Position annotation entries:
■ ■ ■
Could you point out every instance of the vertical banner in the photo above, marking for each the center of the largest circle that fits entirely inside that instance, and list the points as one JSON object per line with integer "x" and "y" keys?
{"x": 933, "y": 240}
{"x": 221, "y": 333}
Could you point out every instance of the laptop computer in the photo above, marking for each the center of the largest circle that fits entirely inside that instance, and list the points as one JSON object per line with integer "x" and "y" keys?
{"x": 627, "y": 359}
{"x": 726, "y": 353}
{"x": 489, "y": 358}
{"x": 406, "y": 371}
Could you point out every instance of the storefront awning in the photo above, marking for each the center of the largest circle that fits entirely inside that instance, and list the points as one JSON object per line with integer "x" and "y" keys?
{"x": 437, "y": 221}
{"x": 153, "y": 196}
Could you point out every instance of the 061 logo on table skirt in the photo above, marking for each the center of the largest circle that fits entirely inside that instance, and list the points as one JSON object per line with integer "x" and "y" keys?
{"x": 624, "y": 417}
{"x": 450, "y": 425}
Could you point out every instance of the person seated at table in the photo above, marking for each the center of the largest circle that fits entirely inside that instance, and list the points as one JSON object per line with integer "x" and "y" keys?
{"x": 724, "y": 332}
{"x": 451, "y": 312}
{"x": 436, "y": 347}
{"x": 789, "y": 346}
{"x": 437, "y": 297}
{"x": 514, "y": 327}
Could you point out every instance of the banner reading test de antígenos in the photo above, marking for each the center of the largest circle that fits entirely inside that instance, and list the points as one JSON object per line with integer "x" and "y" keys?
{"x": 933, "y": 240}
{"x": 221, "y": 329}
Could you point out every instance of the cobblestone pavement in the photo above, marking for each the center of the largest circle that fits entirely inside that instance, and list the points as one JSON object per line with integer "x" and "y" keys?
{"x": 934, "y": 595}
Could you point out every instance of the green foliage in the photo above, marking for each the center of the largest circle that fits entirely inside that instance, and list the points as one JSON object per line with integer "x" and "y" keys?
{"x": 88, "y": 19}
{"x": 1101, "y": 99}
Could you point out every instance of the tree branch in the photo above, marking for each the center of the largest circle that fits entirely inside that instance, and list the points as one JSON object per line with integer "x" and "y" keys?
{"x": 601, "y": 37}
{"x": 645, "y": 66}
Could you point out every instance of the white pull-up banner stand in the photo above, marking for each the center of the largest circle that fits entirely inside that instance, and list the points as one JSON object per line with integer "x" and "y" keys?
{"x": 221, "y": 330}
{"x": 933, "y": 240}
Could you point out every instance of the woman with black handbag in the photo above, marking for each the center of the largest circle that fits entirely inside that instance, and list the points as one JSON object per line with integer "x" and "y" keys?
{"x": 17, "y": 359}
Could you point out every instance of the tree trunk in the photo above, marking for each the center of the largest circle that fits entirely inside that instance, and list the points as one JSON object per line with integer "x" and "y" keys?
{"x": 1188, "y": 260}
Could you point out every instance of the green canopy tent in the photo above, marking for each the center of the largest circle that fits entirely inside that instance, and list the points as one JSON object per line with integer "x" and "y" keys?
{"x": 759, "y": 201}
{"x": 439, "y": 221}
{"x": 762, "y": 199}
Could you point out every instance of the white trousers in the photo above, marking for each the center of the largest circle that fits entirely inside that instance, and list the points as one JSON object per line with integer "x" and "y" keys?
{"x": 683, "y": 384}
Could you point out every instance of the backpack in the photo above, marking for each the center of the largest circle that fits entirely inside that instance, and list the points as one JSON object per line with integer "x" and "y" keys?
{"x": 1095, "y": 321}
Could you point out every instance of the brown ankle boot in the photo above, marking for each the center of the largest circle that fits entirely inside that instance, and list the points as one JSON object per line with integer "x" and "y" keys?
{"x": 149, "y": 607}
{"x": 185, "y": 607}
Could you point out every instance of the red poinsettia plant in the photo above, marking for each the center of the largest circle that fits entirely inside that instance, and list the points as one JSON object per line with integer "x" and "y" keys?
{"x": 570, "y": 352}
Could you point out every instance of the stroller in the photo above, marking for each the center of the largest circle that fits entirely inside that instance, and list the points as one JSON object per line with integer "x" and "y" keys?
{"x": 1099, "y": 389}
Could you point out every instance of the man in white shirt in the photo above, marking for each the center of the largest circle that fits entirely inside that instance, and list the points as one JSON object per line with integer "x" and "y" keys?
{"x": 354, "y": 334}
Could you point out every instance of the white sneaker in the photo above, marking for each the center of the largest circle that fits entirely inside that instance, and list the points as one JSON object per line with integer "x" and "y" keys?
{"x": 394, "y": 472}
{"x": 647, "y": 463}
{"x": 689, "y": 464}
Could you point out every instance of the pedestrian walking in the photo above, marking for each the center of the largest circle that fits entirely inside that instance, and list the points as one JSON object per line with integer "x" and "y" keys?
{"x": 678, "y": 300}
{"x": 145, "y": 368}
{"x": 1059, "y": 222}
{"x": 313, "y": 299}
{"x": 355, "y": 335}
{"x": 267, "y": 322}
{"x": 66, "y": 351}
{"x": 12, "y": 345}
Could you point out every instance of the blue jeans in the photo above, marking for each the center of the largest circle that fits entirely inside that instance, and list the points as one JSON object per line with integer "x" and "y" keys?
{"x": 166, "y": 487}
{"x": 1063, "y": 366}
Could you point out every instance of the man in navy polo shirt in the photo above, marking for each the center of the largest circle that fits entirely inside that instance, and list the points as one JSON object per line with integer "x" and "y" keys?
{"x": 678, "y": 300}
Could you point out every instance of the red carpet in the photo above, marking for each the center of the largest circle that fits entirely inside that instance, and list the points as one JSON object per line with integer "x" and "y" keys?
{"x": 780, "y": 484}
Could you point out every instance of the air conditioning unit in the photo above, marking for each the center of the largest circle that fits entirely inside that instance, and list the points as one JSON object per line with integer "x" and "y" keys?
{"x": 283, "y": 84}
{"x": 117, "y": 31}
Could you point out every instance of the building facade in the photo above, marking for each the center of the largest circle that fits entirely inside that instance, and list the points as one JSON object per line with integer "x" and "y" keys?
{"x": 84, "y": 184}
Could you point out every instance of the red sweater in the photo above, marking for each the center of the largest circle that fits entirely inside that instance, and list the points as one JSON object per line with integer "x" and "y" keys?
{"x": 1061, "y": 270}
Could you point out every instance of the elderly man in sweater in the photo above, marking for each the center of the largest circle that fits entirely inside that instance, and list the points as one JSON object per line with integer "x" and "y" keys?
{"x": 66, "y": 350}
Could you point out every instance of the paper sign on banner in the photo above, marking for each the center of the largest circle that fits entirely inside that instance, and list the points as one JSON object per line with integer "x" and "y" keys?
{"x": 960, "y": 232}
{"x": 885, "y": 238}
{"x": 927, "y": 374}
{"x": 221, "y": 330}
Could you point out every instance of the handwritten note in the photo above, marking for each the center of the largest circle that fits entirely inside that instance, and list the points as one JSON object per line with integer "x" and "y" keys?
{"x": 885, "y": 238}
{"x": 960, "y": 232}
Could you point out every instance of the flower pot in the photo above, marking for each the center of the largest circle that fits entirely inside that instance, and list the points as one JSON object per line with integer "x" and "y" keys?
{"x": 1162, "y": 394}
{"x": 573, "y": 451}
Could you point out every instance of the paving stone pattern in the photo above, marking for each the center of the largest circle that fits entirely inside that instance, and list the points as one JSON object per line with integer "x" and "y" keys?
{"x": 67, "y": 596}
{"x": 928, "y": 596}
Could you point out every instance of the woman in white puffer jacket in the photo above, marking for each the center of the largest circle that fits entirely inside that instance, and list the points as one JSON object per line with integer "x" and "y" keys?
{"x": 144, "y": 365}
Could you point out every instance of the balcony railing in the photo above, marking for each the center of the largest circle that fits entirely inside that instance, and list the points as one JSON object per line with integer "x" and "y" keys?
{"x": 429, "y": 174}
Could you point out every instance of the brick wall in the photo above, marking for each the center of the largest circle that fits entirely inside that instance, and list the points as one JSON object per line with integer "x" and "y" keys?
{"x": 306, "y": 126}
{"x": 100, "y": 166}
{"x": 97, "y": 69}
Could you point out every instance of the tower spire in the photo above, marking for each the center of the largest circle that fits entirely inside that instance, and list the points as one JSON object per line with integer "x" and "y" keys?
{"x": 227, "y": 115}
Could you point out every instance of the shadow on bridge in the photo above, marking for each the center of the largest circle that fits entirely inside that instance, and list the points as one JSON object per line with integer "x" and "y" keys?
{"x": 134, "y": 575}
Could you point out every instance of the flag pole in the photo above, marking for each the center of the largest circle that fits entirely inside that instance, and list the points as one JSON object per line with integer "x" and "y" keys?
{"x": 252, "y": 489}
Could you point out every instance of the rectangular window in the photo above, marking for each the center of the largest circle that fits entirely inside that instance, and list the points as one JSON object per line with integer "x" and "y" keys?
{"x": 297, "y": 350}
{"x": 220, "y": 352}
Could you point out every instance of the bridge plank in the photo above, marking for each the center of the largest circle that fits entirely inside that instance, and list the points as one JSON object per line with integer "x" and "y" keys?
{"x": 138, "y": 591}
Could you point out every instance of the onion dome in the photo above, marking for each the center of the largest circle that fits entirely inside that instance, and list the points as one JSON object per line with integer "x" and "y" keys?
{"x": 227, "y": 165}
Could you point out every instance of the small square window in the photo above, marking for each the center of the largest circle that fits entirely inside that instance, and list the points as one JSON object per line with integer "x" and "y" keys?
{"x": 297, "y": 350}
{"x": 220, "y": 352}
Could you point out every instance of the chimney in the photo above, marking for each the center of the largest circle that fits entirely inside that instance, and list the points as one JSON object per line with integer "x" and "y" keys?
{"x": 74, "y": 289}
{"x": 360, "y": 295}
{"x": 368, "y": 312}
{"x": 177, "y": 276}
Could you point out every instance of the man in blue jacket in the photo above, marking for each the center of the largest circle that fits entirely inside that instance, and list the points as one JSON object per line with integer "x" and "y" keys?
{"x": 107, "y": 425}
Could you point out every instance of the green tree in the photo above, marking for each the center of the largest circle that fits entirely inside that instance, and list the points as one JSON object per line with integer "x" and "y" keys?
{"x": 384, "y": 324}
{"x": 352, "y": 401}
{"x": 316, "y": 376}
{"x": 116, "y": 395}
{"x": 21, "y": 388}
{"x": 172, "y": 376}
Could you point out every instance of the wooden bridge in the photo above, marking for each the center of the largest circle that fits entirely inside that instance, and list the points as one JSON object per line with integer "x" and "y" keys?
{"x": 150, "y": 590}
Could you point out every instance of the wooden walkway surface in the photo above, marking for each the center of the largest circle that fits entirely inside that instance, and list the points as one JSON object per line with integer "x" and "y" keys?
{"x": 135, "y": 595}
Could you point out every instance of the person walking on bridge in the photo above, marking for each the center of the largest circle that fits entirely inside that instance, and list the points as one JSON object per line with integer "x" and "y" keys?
■ ■ ■
Required task:
Rewrite the lines from the one containing "Could you point out every instance of the green tree" through the end of the entries, inclusive, and nothing else. Keep the requests unchanged, and shift every x and y coordinate in the answers up by 42.

Answer to the problem:
Could you point out every instance of the green tree in the photo above, marking for each the center of the largest circle that fits entirely inside that instance, and list the points as one JSON object per line with integer "x" and "y" keys?
{"x": 426, "y": 366}
{"x": 394, "y": 443}
{"x": 358, "y": 418}
{"x": 158, "y": 437}
{"x": 63, "y": 430}
{"x": 214, "y": 418}
Could you point out every instance of the wooden bridge in the photo above, marking for each the center of the largest circle that fits entirely inside that instance, and list the points as one JSON object per line with integer "x" and "y" keys?
{"x": 192, "y": 632}
Could you point out every instance of the wooden walkway surface in the photo above, marking for each the center of the largest circle that fits entirely inside that instance, and list the points as one JSON object per line with integer "x" and "y" keys?
{"x": 177, "y": 637}
Could you point out every instance of the person walking on bridge in the photo above, marking for each the center of the largest circle that fits entirely inside that instance, and list the points as one JSON object per line with integer "x" and "y" keys?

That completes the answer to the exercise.